# [GIVEN RECORDS]
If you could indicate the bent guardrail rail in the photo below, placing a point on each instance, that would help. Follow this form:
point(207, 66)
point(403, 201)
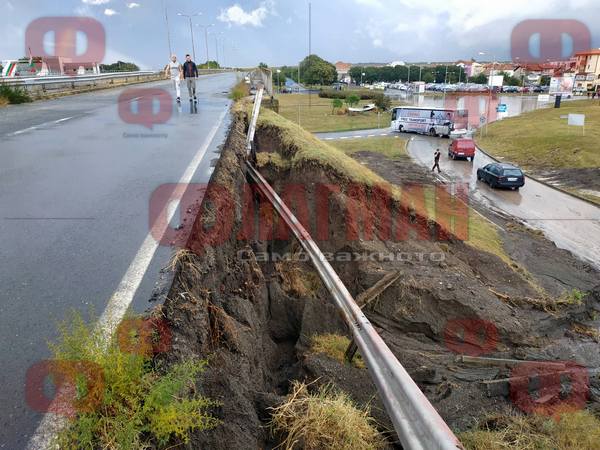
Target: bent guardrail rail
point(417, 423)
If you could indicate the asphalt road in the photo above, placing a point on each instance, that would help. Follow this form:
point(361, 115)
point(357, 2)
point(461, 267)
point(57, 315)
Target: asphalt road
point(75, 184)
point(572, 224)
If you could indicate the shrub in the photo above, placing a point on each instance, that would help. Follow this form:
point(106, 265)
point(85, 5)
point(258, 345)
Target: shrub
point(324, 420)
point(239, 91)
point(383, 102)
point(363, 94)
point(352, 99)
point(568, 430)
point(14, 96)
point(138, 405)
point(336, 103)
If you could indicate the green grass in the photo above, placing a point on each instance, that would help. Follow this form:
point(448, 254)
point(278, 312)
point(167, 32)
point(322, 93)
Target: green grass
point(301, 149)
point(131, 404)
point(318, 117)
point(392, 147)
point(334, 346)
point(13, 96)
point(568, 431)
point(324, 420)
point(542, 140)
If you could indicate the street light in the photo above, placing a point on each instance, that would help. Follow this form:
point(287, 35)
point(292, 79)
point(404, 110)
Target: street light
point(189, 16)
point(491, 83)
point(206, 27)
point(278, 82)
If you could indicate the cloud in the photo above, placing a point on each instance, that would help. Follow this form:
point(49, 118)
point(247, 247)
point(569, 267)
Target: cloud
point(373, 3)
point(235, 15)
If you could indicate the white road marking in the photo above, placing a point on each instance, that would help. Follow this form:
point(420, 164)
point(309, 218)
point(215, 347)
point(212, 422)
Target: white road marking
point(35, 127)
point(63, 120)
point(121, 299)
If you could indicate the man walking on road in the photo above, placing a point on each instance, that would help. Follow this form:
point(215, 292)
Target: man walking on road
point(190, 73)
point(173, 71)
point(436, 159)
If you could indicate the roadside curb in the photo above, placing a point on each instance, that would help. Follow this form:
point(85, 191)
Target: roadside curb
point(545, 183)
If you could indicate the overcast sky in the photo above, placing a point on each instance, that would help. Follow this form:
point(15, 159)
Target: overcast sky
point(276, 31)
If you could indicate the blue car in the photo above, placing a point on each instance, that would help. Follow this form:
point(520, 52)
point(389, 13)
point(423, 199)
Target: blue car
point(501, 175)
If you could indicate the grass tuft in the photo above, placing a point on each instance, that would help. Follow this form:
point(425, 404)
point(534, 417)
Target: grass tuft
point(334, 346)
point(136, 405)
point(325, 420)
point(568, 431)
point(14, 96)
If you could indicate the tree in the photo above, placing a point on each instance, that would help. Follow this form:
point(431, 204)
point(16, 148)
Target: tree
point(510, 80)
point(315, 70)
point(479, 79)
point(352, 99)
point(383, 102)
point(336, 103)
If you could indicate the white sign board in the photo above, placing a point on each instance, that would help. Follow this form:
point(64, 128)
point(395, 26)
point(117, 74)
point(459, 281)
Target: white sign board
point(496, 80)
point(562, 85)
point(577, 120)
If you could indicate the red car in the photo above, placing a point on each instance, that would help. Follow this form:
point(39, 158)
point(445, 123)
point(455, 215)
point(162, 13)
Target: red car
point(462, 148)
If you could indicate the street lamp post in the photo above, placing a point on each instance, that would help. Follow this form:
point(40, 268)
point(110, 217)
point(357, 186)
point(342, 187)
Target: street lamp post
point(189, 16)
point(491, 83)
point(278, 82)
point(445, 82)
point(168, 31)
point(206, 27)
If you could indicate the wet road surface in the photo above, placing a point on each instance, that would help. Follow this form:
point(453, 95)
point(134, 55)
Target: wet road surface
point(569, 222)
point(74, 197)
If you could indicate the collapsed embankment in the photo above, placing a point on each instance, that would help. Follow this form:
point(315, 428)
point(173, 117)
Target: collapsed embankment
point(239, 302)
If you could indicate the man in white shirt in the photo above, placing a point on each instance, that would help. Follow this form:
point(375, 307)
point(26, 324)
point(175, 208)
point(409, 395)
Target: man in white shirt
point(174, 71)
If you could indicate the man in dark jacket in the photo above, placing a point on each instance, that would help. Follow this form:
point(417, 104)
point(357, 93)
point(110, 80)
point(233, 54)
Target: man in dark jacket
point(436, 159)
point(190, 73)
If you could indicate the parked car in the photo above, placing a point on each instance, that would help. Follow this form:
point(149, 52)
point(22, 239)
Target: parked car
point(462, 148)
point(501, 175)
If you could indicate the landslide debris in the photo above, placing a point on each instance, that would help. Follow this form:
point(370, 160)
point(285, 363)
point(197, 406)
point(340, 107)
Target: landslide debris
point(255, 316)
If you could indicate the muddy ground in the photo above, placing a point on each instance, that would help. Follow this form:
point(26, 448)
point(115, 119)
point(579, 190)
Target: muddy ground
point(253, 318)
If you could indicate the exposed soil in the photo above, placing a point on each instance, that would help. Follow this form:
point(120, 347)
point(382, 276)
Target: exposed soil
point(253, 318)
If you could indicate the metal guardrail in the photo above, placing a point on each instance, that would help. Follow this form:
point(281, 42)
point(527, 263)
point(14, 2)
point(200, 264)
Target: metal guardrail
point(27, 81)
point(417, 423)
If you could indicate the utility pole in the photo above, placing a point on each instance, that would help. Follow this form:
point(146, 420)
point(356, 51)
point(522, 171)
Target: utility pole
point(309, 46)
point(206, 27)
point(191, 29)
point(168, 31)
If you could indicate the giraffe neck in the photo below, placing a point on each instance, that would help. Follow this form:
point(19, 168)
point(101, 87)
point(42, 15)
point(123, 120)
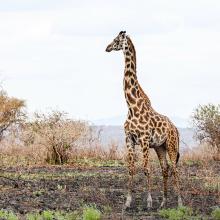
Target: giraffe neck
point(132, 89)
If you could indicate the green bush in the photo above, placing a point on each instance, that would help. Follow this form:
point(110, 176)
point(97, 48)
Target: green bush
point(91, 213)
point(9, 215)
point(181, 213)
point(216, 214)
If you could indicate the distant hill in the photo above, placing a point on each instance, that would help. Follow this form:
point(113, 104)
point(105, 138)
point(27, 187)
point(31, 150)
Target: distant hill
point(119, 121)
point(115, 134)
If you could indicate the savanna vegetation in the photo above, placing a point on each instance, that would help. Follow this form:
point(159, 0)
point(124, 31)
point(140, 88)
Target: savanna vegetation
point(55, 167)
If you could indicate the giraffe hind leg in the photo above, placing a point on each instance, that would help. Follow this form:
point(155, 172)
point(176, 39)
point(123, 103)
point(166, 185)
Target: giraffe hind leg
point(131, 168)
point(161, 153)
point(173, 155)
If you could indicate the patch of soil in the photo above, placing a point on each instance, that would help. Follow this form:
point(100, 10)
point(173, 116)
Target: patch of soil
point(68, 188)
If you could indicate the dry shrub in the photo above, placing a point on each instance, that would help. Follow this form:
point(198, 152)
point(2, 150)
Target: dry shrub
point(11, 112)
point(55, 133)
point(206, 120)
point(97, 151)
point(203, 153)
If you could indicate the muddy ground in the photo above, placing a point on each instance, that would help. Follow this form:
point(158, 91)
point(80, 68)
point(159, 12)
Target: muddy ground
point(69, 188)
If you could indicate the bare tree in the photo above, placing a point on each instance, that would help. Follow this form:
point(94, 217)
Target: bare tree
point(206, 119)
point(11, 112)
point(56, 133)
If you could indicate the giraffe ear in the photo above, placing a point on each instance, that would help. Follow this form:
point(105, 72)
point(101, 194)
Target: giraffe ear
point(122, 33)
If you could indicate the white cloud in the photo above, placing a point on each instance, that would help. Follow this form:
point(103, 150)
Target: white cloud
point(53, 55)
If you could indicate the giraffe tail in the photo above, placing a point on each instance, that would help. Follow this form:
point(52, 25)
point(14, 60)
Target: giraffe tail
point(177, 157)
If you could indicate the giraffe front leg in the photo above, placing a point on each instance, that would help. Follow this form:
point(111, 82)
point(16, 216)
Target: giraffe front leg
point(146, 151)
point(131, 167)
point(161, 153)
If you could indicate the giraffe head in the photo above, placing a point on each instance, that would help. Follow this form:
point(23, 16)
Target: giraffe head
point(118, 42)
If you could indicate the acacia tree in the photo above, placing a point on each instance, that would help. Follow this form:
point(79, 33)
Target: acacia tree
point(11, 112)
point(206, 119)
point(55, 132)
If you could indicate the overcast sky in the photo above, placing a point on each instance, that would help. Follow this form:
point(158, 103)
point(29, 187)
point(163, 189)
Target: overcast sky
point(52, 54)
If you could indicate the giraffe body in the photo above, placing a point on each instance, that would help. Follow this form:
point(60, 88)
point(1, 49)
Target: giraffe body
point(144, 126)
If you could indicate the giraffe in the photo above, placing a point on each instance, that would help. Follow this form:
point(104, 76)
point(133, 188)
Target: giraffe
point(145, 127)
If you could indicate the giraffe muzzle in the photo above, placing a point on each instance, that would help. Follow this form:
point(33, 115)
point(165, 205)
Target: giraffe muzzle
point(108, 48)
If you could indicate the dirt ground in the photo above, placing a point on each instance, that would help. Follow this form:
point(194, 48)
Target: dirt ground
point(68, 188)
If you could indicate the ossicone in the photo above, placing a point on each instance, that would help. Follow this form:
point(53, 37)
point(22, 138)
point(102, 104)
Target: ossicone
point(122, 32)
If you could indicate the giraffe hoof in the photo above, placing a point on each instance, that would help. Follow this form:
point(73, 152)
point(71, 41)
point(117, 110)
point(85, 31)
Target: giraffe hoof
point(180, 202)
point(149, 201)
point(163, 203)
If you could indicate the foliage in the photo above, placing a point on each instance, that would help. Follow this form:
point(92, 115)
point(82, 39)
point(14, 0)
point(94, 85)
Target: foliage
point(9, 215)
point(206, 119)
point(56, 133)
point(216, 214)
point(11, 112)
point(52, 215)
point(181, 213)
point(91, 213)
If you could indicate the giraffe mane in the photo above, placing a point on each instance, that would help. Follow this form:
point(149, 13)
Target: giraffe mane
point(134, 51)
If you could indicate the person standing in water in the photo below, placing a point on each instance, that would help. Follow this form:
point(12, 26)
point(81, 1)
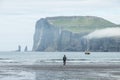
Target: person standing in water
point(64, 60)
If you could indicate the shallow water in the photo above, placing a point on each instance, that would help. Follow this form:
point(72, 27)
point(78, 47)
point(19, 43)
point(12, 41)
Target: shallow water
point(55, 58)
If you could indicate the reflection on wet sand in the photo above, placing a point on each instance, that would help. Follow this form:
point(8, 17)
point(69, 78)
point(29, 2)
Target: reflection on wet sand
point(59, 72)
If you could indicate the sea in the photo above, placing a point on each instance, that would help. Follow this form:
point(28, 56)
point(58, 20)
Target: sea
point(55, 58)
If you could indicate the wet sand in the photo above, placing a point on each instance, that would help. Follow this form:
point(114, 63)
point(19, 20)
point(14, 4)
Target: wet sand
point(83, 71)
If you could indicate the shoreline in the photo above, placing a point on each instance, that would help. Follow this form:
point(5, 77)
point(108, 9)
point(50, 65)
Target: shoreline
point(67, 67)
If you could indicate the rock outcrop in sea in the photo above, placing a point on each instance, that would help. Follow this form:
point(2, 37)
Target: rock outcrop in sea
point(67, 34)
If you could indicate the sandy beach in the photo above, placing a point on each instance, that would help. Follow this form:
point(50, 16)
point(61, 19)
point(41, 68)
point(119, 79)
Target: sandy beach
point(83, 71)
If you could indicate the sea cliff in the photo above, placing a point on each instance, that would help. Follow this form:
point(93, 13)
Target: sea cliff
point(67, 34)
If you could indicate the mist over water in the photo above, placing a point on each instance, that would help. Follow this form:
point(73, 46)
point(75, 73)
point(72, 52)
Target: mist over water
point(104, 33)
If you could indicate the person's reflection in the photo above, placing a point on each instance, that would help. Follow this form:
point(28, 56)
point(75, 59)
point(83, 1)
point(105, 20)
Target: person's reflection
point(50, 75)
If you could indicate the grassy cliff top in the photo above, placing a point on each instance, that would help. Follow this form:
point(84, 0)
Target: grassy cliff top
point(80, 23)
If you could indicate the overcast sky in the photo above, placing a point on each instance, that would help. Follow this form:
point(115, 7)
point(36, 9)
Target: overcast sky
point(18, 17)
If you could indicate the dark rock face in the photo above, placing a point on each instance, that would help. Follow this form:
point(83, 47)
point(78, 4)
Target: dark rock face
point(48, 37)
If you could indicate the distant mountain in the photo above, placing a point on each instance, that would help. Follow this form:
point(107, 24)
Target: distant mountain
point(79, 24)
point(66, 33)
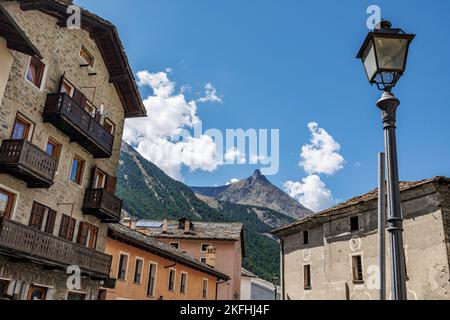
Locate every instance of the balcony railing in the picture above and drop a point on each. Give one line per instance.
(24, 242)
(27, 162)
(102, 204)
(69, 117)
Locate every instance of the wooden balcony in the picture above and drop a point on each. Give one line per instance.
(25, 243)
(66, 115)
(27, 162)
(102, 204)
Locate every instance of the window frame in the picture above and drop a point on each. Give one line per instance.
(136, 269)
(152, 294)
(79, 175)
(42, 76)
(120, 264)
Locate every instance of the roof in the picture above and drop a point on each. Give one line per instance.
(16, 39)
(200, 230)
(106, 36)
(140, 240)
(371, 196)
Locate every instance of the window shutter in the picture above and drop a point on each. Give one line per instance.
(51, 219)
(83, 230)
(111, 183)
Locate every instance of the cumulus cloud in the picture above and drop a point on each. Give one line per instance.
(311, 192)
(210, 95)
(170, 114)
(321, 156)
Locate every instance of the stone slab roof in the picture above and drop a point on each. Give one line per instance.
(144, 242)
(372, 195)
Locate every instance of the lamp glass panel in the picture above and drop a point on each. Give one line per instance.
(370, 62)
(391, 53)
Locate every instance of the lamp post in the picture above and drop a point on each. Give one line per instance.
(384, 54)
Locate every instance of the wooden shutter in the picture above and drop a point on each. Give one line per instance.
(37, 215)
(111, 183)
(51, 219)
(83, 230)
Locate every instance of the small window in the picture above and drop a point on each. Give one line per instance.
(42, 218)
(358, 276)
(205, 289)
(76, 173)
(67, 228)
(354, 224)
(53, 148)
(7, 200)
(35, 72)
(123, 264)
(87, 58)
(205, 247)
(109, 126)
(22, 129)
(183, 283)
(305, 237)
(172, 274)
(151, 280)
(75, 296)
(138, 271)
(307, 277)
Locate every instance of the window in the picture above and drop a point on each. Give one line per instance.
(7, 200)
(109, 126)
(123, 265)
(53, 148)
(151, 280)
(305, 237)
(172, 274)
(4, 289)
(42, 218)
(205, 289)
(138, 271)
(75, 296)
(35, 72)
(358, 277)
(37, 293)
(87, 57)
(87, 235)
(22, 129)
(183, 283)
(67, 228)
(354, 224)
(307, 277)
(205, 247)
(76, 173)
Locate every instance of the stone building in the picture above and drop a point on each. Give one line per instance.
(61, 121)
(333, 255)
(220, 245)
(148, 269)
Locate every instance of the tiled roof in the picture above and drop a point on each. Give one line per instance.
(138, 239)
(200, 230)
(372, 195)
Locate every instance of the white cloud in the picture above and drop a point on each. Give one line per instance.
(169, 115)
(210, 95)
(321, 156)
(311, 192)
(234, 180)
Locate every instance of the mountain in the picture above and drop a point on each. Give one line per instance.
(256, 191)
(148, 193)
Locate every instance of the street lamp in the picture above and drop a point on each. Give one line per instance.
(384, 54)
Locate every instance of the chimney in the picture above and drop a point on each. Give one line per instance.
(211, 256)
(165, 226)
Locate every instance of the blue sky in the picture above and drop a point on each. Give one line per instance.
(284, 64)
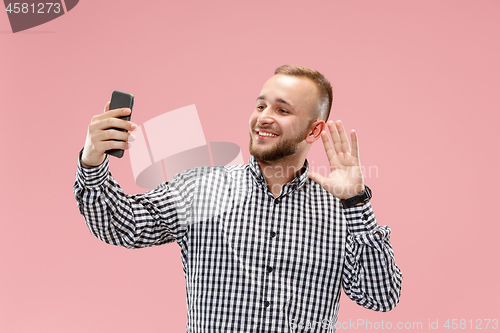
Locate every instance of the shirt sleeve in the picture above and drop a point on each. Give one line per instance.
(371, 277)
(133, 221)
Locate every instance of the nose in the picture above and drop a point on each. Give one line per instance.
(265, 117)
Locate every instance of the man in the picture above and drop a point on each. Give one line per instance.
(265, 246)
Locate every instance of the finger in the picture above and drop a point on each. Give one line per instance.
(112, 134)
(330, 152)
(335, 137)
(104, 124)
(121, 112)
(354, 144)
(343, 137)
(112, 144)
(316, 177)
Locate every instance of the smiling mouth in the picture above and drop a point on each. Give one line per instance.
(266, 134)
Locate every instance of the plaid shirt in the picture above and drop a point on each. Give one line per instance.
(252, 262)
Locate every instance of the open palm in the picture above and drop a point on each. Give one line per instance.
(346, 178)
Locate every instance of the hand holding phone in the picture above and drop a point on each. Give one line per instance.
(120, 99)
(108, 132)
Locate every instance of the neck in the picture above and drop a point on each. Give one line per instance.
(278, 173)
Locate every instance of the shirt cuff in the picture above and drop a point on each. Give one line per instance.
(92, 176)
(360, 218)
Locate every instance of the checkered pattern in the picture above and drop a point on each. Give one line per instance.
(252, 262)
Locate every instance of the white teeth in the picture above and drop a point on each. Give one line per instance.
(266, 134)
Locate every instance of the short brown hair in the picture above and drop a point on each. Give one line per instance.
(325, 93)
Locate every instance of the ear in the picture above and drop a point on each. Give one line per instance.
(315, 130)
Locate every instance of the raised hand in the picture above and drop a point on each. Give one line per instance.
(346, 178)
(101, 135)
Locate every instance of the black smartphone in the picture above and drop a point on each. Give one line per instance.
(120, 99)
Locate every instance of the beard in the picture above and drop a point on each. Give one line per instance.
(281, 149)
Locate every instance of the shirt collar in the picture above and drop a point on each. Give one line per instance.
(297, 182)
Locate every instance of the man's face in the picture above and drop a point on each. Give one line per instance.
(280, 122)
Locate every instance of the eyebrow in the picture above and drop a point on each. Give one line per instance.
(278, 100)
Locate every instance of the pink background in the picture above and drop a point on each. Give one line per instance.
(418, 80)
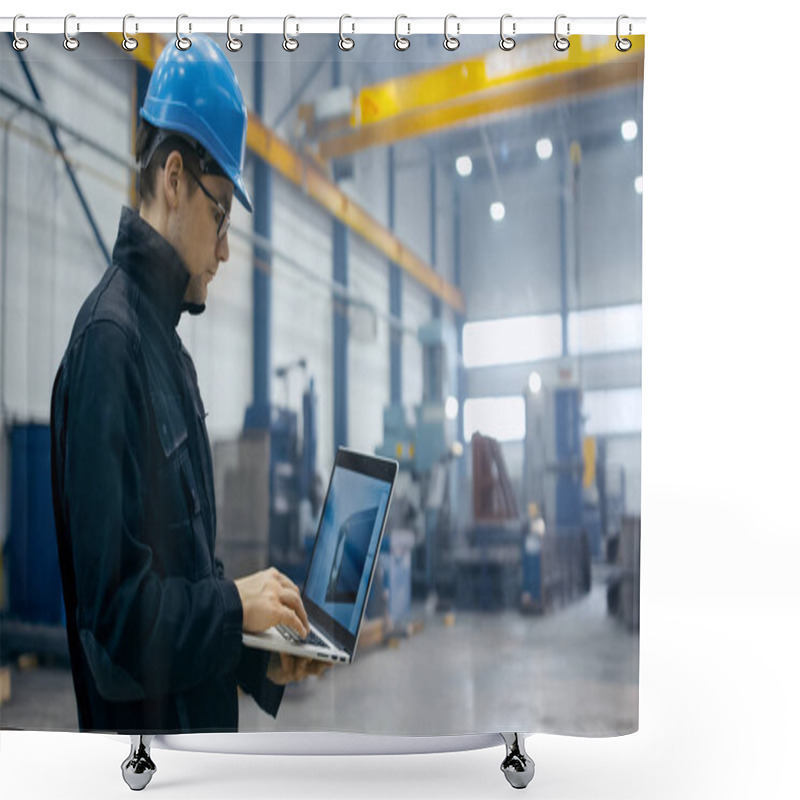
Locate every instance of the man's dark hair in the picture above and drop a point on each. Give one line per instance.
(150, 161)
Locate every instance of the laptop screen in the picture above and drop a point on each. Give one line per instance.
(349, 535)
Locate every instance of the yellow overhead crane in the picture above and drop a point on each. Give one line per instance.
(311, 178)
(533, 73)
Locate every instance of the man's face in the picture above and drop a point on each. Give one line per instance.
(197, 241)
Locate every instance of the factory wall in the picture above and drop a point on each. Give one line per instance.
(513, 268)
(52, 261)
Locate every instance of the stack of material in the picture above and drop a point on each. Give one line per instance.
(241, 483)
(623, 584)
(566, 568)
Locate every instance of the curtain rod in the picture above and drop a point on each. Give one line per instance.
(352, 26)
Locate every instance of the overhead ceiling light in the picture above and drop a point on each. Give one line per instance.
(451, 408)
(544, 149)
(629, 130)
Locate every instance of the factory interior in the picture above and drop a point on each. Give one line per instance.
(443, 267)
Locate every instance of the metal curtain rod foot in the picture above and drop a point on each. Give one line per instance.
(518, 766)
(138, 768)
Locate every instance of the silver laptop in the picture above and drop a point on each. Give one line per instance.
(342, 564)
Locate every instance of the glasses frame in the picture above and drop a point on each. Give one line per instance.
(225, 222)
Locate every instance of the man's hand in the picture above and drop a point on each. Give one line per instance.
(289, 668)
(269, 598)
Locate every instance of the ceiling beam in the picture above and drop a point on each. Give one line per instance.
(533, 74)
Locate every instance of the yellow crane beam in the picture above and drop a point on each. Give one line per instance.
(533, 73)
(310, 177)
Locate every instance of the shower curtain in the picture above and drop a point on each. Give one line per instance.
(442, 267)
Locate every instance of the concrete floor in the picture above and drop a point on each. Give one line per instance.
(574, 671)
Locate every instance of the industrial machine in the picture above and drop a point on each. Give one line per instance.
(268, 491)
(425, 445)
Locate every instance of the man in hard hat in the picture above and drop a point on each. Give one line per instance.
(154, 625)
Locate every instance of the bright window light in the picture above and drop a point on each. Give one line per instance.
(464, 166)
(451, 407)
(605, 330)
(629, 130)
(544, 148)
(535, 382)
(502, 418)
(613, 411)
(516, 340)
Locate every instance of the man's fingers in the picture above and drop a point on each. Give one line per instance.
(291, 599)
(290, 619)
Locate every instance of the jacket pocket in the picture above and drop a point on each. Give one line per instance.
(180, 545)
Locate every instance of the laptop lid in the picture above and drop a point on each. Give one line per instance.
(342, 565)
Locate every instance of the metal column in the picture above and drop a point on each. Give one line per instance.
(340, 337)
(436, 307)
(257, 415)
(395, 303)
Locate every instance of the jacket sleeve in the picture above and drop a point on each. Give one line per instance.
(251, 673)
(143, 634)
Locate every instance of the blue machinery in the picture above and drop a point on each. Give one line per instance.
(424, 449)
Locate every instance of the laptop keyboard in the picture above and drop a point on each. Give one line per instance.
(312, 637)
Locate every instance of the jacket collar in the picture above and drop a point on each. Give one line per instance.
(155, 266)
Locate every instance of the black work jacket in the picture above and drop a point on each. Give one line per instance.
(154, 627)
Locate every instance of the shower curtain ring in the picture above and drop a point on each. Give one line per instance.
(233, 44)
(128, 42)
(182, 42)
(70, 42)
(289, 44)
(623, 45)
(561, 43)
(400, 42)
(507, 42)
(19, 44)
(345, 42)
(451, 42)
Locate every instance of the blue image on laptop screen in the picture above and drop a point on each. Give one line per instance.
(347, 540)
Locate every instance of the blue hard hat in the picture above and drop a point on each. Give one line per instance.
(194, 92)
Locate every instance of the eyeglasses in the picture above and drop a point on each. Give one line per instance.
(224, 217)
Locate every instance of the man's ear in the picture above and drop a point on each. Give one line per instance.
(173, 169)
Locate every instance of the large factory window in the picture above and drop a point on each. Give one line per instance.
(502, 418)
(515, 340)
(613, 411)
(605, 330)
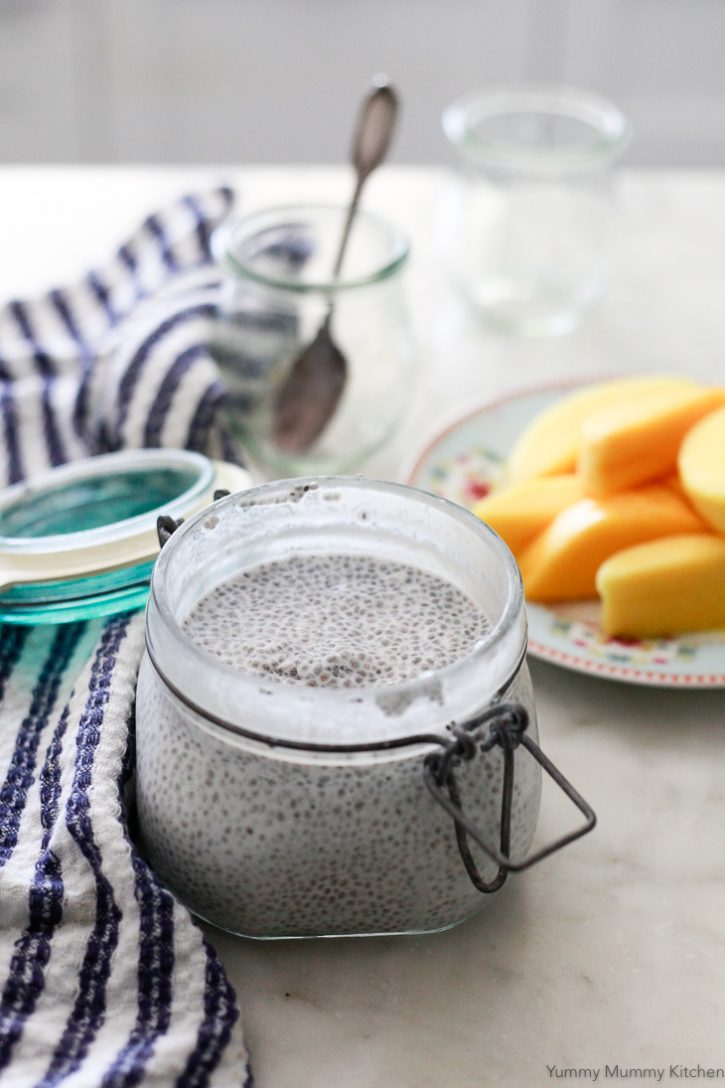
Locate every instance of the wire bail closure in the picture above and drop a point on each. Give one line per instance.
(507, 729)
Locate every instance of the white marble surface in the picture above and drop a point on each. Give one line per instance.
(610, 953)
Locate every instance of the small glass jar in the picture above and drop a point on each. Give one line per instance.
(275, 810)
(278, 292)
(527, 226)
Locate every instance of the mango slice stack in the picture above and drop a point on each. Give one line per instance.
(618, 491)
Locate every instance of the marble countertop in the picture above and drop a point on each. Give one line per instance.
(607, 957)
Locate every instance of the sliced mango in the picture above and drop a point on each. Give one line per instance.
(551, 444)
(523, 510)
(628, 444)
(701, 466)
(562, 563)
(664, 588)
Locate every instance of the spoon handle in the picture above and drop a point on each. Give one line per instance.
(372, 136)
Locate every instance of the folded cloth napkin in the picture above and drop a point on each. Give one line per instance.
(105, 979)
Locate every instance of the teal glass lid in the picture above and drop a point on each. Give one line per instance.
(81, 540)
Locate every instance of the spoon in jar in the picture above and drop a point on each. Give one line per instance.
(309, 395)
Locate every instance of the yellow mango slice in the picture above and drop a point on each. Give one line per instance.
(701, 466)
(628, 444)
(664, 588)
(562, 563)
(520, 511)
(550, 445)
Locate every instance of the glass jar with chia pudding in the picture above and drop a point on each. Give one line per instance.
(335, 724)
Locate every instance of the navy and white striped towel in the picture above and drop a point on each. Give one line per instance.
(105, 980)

# [REQUIRED ACTION]
Your response should contain each line of the entries above that holds the string "below".

# [TASK OUTPUT]
If you could indicate the bent guardrail rail in the photo below, placing a point on each instance, that would help. Follow this form:
If you could indicate the giraffe neck in the photo below, placing a point on each instance, that would help. Follow this form:
If you could indicate the person standing in water in the photo below, placing a point on each instance, that would help. Follow this form:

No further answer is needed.